:: Text passage

The efficient and polite waitress at the Tea Room told me this intriguing cube-shaped teapot is not an antique, but rather is part of a complete service that is for sale in the nearby gift shop. These delightful blue-patterned pieces are imported from Thailand. The pot alone is about 30 Euro, a most reasonable price. You don’t see many teapots made in the shape of a cube. Note the Zen-like brass handle and the circular mandalla of a lid.
As for the broad green leaves of the vine growing above the railing near the table, well, they’re Solandra Maxima, also known as chalice vine, cup of gold, goldcup vine, and golden chalice vine.
“How do you spell that?” I asked, pen poised above the page of my notebook. As the waitress patiently recited the Latin letters, I scribbled.
“When in bloom the flowers of this vine are shaped like a chalice, six to ten inches long, flaring open to four to seven inches across,” she continued. “The five lobes of the corolla are reflexed, and each lobe is marked with a narrow purplish brown ridge on the inside. These exotic blossoms start out yellow and turn to a rich, dark gold as they age. They are fragrant, especially at night, with a scent reminiscent of coconut.”
The erudite waitress went on to say that these thick and woody rope-like vines may run for more than 200 feet, clinging with aerial rootlets and scrambling over everything in their way.
“Fascinating,” I said.
“Shall I pour?”
“By the way,” she said, smiling. “You must not eat the leaves of this vine.”
I nodded my thanks for her warning-in-jest, and after she departed I scribbled in my notebook that there’s a great metaphor here, and doubtless many more in this exotic place. The challenge before me is to try to figure out what they all mean.

::::
:: Dataset

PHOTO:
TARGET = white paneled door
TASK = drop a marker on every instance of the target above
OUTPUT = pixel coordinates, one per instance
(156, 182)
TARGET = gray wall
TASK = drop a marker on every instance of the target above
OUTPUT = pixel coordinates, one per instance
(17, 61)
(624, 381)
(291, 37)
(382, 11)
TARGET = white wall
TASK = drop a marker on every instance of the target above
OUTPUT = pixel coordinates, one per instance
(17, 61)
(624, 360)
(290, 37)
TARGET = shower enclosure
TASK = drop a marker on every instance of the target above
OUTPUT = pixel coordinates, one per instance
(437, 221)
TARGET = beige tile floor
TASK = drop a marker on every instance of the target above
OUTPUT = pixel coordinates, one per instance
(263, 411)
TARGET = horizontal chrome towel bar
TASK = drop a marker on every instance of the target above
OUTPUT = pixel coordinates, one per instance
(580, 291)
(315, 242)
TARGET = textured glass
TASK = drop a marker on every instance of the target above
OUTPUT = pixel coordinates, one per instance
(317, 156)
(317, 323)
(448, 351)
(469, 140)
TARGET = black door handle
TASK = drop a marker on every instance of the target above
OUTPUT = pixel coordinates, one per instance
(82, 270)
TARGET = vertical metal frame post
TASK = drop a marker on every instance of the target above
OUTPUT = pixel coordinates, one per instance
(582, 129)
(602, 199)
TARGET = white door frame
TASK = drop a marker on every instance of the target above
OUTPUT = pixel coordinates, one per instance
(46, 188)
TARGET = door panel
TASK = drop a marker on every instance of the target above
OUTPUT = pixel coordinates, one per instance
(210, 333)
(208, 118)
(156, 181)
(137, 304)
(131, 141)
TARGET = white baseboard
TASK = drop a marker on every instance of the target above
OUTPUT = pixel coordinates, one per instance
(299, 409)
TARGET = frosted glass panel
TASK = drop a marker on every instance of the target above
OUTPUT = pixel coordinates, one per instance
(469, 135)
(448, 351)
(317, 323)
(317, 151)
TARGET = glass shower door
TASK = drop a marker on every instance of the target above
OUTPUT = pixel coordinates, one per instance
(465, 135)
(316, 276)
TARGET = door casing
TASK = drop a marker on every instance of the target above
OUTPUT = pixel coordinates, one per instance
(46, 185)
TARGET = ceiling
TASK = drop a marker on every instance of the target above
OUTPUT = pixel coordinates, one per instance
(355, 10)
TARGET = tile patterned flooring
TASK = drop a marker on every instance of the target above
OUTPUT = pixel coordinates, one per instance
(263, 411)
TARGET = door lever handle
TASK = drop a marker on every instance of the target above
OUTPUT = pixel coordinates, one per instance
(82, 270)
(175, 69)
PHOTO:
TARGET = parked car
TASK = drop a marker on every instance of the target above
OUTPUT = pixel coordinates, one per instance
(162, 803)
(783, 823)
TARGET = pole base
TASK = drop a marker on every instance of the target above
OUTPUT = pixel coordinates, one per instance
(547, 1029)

::::

**Set of tasks:**
1/ List every other name the tea room passage gives for Solandra Maxima.
2/ Answer these questions from the tea room passage.
(a) From which country are the blue-patterned pieces imported?
(b) What is the scent of the blossoms reminiscent of?
(c) How far may the vines run?
Base every answer solely on the tea room passage, not on the entries.

**Solutions by task:**
1/ chalice vine, cup of gold, goldcup vine, golden chalice vine

2/
(a) Thailand
(b) Coconut
(c) More than 200 feet